John McVicar set out to learn how to
scuba-dive. He had some surprises.
Hurghada: Buddy can you spare some air? I had always fancied going scuba-diving; probably the ambition derives from watching those early Bond movies where the action shifts effortlessly from the air, to the ground, to underwater. And I saw myself taking to it easily. I swim well, I am used to intensive exercise and I'm a risk-taker. But things didn't quite work out as I expected.
It began with a miserable yule-tide and the decision that what I needed was a sun, sea and sand holiday. So the New Year saw me browsing Teletext's holidays and flights pages. I quickly sniffed out the cheapest - Egypt. Of course, the tourist industry there is still recovering from the appalling incident last November when 58 tourists - including six Britons - were butchered in Luxor.
My best deal was a pounds 109 package from Goldenjoy Holidays - including flight, three-star hotel and breakfast for seven days in Hurghada on the Red Sea where, as a unplanned bonus, I could also realise my ambition to go scuba-diving.
During the five-hour flight I daydreamed about diving with the dolphins, between blasting away on the hashish pipe and compiling a consumer's guide to the local brothels. The reality was very different.
Hurghada strings out along the shoreline of the north-eastern side of the Red Sea. The town looks like an abandoned construction site, which until the Luxor incident was clearly aimed at out-Benidorming Benidorm. Everywhere along its 30-kilometre length and 1-kilometre depth there are unfinished hotels, condominiums and holiday homes beginning to look like bleached skeletons in the desert. Behind it is a band of lowland desert backed by bleak sandstone mountains.
Hurghada airport doubles as a military base, and there are a lot of Kalashnikov- totting security guards around who smile at Europeans - but what they do to fundamentalist suspects would probably make Saddam Hussein blanch.
Still, the sun shone for seven whole days; even in January the midday temperature is in the high seventies Fahrenheit, with only an occasional windy spell chilling me into jeans and a sweater. Soon after arriving, given that I couldn't find any brothels or dope dealers, I began sussing out the diving. There are 90 or so dive centres in Hurghada.
For 20 years the town with its exotic reef diving-sites was the experienced divers' destination of choice. But in the past 10 years, as diving has become more popular, the centres have switched to recreational scuba. In fact, it was this change that established the beachhead for mass tourism, which is now the mainstay of the local economy. Probably up to a third of current tourists are either diving or doing a diving course. Generally the courses cost between pounds 120 and pounds 220 and last five days; it is these courses that are most profitable for the centres, so there is a lot of competition for the newbies. Normally my Scottish ancestry propels me to the cheapest offer going, but the thought of being 15 metres under the sea with gimcrack equipment made me question my usual priorities.
I rang a friend in London who knows his scuba, and he literally ordered me to Barakuda, which was top of the price range. The Barakuda is located in one of the oldest hotels in Hurghada, Giftun Village. But the untutored eye cannot see why it is better value than its cheaper competitors. The owner, James, explained: "There are too many diving-schools in Hurghada. There is as yet no real inspection that takes out the cowboys, but of the 90 or so here I know that only about 10 are following the proper maintenance procedures."

- [Exercise instructions]:
1) Reproduce the Hurghada diving piece word for word, beginning at the words "John McVicar set" and stopping after "butchered in Luxor.".
2) Write the next part of the article about learning to scuba-dive in Hurghada, picking up after its final sentence.

- [Information provided]:
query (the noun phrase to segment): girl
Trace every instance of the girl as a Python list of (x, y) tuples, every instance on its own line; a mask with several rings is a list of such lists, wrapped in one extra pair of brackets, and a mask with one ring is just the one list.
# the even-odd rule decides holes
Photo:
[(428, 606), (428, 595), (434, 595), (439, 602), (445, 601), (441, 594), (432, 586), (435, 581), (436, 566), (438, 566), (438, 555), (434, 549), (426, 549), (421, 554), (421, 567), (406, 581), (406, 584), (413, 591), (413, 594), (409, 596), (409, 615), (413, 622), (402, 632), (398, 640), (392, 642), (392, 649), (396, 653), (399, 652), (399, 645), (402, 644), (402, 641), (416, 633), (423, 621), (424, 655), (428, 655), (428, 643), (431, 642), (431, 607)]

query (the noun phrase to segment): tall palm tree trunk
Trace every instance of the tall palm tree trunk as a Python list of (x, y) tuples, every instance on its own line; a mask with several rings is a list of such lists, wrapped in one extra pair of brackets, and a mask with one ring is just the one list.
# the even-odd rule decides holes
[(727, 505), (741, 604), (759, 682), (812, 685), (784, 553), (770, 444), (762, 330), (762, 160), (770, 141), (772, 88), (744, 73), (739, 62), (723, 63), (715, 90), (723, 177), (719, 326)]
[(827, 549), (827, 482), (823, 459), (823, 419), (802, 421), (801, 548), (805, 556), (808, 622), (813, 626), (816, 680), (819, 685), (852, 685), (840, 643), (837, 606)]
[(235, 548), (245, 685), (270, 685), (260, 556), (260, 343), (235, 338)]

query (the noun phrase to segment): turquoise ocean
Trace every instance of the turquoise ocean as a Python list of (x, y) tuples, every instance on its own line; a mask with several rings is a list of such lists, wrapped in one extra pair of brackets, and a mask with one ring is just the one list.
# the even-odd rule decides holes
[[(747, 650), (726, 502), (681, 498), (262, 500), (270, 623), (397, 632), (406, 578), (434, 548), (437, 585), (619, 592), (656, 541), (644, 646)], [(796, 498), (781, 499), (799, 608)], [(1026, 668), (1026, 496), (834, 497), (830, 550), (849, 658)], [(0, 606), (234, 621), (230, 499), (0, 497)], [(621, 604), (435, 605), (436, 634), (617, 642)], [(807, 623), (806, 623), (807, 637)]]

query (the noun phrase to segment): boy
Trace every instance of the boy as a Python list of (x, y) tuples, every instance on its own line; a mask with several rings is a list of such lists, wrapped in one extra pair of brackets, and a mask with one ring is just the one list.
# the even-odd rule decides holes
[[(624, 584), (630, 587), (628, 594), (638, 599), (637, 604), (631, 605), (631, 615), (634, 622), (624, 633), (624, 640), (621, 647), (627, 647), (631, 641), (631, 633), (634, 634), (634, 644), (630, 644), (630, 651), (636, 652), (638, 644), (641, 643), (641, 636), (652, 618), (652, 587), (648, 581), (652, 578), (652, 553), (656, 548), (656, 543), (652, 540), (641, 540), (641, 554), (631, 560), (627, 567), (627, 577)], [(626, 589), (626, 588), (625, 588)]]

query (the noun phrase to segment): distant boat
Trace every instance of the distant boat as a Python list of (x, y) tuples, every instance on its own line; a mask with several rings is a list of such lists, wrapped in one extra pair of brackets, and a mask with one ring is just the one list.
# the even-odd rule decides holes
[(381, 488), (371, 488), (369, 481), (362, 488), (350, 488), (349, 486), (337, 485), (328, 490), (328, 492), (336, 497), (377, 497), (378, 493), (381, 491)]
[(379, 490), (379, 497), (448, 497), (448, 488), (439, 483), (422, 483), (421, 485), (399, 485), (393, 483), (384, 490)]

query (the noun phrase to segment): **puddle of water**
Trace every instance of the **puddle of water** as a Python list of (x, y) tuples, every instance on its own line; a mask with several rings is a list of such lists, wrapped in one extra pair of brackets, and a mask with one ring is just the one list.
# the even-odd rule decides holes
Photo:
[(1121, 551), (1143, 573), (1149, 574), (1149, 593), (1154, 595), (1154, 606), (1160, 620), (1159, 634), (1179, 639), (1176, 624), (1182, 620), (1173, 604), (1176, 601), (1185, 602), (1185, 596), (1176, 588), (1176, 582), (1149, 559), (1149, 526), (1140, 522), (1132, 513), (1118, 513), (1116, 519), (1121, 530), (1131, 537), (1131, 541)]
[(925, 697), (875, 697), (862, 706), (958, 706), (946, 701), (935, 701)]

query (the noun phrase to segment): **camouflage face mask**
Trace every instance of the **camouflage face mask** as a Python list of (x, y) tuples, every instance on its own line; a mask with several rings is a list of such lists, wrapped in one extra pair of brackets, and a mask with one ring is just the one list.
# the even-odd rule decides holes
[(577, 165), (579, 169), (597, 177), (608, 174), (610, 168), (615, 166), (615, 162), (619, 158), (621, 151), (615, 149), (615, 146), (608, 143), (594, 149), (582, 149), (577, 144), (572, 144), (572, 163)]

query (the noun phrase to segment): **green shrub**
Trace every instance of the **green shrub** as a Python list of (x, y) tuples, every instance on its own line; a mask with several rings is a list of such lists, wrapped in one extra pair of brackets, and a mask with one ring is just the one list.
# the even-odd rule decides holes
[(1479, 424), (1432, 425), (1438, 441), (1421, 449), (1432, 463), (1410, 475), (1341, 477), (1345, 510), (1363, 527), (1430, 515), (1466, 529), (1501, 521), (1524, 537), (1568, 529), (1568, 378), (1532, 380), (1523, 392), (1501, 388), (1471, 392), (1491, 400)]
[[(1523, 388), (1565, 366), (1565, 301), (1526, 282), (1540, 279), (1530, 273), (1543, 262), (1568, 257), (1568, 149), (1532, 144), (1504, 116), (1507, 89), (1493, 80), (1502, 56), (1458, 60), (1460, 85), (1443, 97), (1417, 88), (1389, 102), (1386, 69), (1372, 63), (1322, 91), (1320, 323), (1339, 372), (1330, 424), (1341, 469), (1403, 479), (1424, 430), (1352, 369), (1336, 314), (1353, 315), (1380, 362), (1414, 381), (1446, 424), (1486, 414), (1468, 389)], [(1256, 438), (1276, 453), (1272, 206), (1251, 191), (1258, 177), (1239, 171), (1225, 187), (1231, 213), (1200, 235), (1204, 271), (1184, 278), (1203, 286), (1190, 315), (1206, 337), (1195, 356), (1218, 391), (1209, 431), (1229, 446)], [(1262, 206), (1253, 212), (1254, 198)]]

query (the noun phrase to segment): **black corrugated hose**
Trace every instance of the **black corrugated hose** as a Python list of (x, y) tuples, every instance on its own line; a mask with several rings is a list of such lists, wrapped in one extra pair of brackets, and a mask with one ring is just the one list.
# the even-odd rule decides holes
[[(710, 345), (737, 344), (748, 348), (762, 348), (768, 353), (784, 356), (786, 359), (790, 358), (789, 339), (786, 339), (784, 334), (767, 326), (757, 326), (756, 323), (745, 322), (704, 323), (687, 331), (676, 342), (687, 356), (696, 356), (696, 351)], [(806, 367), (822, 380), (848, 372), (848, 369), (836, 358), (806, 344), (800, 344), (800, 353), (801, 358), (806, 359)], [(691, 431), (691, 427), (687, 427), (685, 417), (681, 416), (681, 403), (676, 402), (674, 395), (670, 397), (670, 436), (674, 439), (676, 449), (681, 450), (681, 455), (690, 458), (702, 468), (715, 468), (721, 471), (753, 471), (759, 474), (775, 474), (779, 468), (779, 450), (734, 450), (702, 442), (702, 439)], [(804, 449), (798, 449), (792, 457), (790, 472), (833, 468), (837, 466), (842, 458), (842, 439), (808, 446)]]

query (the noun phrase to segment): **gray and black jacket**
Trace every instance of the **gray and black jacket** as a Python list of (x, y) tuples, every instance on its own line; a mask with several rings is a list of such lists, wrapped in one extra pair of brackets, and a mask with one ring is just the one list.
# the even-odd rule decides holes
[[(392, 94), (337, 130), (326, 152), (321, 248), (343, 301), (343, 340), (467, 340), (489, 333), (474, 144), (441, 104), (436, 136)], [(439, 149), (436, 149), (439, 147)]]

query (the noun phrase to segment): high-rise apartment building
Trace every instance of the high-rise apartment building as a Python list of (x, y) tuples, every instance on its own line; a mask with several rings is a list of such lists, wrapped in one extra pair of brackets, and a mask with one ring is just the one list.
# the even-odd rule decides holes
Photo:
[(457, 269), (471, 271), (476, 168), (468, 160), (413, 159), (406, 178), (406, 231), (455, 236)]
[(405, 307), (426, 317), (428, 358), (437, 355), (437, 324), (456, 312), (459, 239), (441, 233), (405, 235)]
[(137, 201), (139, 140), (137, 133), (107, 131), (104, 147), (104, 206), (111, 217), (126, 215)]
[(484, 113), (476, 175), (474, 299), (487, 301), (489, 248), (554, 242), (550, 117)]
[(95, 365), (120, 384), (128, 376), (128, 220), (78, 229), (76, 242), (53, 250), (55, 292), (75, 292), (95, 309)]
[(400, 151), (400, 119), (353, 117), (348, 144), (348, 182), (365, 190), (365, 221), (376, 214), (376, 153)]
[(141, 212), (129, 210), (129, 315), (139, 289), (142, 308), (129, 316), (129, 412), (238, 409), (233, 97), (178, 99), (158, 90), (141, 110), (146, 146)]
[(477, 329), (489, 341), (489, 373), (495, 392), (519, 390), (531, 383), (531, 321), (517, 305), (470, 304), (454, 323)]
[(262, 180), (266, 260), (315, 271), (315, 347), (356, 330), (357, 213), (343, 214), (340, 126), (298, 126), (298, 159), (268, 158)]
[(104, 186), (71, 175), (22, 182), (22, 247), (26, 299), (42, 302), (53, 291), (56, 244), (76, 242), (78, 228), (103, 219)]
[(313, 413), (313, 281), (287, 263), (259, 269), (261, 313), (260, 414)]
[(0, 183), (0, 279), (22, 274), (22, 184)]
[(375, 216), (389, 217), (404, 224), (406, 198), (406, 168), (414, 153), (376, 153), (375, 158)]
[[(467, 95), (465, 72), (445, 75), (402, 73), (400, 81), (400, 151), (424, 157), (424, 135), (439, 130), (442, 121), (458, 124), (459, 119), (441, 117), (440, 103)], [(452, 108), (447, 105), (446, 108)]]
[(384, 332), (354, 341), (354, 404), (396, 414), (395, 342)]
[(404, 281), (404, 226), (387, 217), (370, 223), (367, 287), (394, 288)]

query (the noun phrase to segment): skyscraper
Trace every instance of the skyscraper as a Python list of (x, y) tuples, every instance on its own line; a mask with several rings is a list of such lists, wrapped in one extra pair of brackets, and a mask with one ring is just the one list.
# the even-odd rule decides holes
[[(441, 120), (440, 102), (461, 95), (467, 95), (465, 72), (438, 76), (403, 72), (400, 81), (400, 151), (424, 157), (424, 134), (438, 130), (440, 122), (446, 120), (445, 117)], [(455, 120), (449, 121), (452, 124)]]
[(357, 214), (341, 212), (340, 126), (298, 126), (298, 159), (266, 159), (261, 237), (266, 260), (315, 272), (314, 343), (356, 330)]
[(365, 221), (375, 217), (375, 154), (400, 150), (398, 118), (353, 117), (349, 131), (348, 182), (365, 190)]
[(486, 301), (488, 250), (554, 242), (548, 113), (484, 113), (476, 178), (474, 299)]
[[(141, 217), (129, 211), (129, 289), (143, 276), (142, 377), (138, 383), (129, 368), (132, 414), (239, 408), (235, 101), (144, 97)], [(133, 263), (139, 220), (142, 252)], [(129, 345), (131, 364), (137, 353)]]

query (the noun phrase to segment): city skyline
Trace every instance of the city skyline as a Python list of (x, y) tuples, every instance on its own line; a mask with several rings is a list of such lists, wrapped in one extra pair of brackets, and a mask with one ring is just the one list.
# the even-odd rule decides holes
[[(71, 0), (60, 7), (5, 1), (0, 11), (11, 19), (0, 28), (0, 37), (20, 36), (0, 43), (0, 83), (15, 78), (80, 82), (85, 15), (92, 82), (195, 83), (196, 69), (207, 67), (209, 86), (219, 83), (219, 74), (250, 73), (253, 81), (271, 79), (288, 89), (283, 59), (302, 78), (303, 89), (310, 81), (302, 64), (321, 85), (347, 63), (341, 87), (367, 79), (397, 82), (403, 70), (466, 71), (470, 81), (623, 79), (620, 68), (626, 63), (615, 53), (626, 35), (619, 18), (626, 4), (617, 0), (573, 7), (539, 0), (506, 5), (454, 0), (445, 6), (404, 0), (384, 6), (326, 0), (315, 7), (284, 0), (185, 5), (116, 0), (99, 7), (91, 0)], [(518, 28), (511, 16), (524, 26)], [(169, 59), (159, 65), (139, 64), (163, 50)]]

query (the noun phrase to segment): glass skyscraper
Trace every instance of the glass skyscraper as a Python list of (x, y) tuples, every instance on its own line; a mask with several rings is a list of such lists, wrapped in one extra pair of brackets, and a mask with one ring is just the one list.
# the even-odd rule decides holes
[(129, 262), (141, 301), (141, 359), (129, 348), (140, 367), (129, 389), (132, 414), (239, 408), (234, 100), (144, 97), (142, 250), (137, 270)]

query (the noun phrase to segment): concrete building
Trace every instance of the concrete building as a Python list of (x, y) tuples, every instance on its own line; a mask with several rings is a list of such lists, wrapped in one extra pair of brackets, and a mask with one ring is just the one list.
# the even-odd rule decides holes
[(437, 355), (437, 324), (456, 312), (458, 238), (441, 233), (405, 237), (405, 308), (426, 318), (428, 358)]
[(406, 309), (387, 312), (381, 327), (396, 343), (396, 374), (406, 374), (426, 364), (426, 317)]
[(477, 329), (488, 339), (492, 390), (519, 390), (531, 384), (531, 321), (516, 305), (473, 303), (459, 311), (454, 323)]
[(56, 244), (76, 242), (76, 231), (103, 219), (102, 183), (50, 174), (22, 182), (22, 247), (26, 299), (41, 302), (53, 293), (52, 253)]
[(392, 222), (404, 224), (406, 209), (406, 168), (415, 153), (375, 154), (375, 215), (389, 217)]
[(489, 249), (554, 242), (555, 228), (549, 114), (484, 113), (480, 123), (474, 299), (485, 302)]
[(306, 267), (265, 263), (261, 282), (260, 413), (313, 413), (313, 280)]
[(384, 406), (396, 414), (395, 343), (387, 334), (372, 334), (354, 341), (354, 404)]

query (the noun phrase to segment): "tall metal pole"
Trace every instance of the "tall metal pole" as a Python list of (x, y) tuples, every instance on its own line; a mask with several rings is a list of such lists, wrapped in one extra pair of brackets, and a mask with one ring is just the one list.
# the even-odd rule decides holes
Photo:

- [Answers to the exercises]:
1)
John McVicar set out to learn how to
scuba-dive. He had some surprises.
Hurghada: Buddy can you spare some air? I had always fancied going scuba-diving; probably the ambition derives from watching those early Bond movies where the action shifts effortlessly from the air, to the ground, to underwater. And I saw myself taking to it easily. I swim well, I am used to intensive exercise and I'm a risk-taker. But things didn't quite work out as I expected.
It began with a miserable yule-tide and the decision that what I needed was a sun, sea and sand holiday. So the New Year saw me browsing Teletext's holidays and flights pages. I quickly sniffed out the cheapest - Egypt. Of course, the tourist industry there is still recovering from the appalling incident last November when 58 tourists - including six Britons - were butchered in Luxor.

2)
I signed up with Barakuda and was initiated into diving by Jonas Mentz, 28, a wiry, spring-heeled, English-speaking Swede who is a kind of underwater hippie. "Planet Earth is really planet Oceania, as nearly 80 per cent of its surface is water. Life sprang from the oceans. As a diver you are privileged to go back to where we came from, and you should respect and honour that."
He quickly disabused me of any notions I had of breezing through the course. "Scuba is an equipment-intensive activity and to get the most out of your equipment you have to learn to use it as if it is an extension of your body. To dive safely you have to understand what pressure does to your body, and what measures you have to take to protect yourself from that pressure."
After a couple of days alternating between the classroom and the shallows, I was out in a boat among the coral reefs around Hurghada. The light here is a photographer's delight, and this is matched by the translucence of the waters, which are rarely clouded by sediment or plankton.
Whenever I put on all the 60lb or so of gear I felt like Donald Duck playing Super Bowl, but once you are in the water and have mastered the buoyancy controls to achieve weightlessness, there is only the cumbersome nature of the equipment to contend with. Although January is the coldest month, the water temperature was about 68F, and with a wet-suit on, it felt warm.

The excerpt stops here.